Written request
Rewrite the material below with each "instance" changed to "occurrence", leaving everything else unchanged.

Pointing records:

—————

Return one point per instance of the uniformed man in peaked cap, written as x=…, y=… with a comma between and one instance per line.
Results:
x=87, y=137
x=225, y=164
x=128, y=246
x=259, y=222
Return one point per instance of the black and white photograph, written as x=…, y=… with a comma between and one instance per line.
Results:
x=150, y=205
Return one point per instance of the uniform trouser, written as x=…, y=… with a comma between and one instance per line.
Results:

—————

Written answer
Return one point per occurrence of the uniformed man in peaked cap, written as x=…, y=… with a comma between and one occurrence per line.
Results:
x=87, y=137
x=225, y=164
x=128, y=246
x=259, y=222
Return one point per occurrence of the black and white photograph, written as x=…, y=… with a comma between and one occurrence per line.
Results:
x=150, y=205
Return one point per occurrence of the uniform trouser, written as x=…, y=… with a comma between and one occurrence per line.
Results:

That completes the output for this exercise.